İnsan hakları savunucusu İntigam Aliyev’in, 6 Aralık 2011’de Atatürk Havaalanı’nda meydana gelen şiddet olayında, görev başındaki polise “hakaret” ve “tehdit” ettiği iddialarına ilişkin dava Bakırköy 2. Sulh Ceza Mahkemesi’nde görüldü.
Duruşma öncesinde konuşma fırsatı bulduğumuzda, Aliyev, tesadüf gibi görünen bu olayın aslında o kadar da tesadüf olmayabileceğini anlattı:
“Avukatlarım, Türkiye’deki Helsinki Yurttaşlar Derneği ve aynı zamanda Azerbaycan Devleti benim gözaltında olduğumdan haberdardı. Ertesi gün tüm bu duruma rağmen polis herkesin gözü önünde bana şiddet uyguladı. Ve bu bilinçli yapılan bir eylemdi.”
Sınırdışı edildikten sonra başlattıkları hukuk mücadelesi de Türkiye’de yargı kapılarının yüzüne kapanmasıyla Avrupa İnsan Hakları Mahkemesi’ne taşındı.
"Azerbaycan da Türkiye gibi olumsuz davrandı"
Sınırdışı edildikten sonra Azerbaycan’a dönen Aliyev’e Azerbaycan Hükümeti de destek vermedi. İnsan hakları savunucusu bir avukat olarak ülkesinde hükümeti çok sert şekilde eleştirdiğini ve bu yüzden hükümetin de kendisini sevmediğini söyleyen Aliyev hükümetin tutumunu şu şekilde aktardı:
"Gerek Türkiye Hükümeti’nin, gerekse Azerbaycan Hükümeti’nin olaya yaklaşımı çok olumsuzdu. Azerbaycan’da oluşan kamuoyu tepkisine hem hükümet, hem de Türkiye Büyükelçisi’nin cevabı “Yalan söylüyorlar”, “İki ülke arasındaki kardeşliği bozmaya çalışıyorlar” oldu. Ama gelen tepkilerden sonra Türkiye Büyükelçisi geri adım atmak zorunda kaldı.”
"Beni en çok üzen insanların içindeki korku"

**Kayıtlar**
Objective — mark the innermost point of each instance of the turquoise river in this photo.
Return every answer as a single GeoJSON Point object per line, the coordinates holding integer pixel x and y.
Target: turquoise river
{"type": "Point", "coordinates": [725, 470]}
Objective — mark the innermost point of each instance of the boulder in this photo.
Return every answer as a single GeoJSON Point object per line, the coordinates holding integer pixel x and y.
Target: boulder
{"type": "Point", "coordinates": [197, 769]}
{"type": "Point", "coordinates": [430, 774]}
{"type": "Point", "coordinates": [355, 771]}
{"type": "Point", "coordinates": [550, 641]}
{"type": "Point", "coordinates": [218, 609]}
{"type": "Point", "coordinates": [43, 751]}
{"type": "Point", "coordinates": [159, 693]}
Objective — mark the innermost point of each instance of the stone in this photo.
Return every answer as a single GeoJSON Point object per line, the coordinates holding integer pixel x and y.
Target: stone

**Görev**
İntigam Aliyev davasını aktaran haber metnini, son satırın ardından gelecek biçimde sürdürünüz.

**Görev Sonucu**
Aliyev’in “kötü muamele, hukuksuz gözaltı ve hukuksuz sınırdışı” gerekçeleriyle şikayet dosyası şu an AİHM’de, olaya karışan polisler Hüseyin Kunt, Alaiddin Sarıkaya ve Servet Erkaraca’nın “görev başındaki polise direnme” hakaret ve tehdit gerekçeleriyle açtıkları karşı dava ise görülmeye devam ediyor.
Aliyev bütün duruşmalara özellikle geliyor. Bu davanın kendisi için bir “şeref meselesi” olduğunu söyleyen Aliyev, duruşmalara katılmasının nedenini ise şöyle açıklıyor:
“Bu olayda beni en çok üzen şey insanların içindeki korkuyu görmekti. Çünkü bu olay yüzlerce kişinin gözü önünde gerçekleşti ve kimse, ne bir polis memuru ne de havaalanı çalışanı ne de oradaki insanlardan biri yanımıza gelmeye cesaret edebildi.”
“Beni üzen ikinci bir nokta ise polisin başına buyrukluğu. Bu her yerde olabilir ama en kötüsü devletin mahkemesinin, savcısının, belediyesinin bu kişileri korumasıdır. Bu tür davranışların önünü açmasıdır.”
“Eğer, kamuoyunda bilinen bir hukukçuya karşı bunları yapabiliyorlarsa, sıradan bir insanın başına böyle bir durum geldiğinde kendisini savunması çok zor. Bu anlamda bu iş benim için çok önemli. Bana Türkiye’ye gitme dediler, burada alıkonabileceğimi söylediler ama ben yine de geldim, çünkü en azından Türkiye toplumuna bir yararım dokunabilir.” (EA)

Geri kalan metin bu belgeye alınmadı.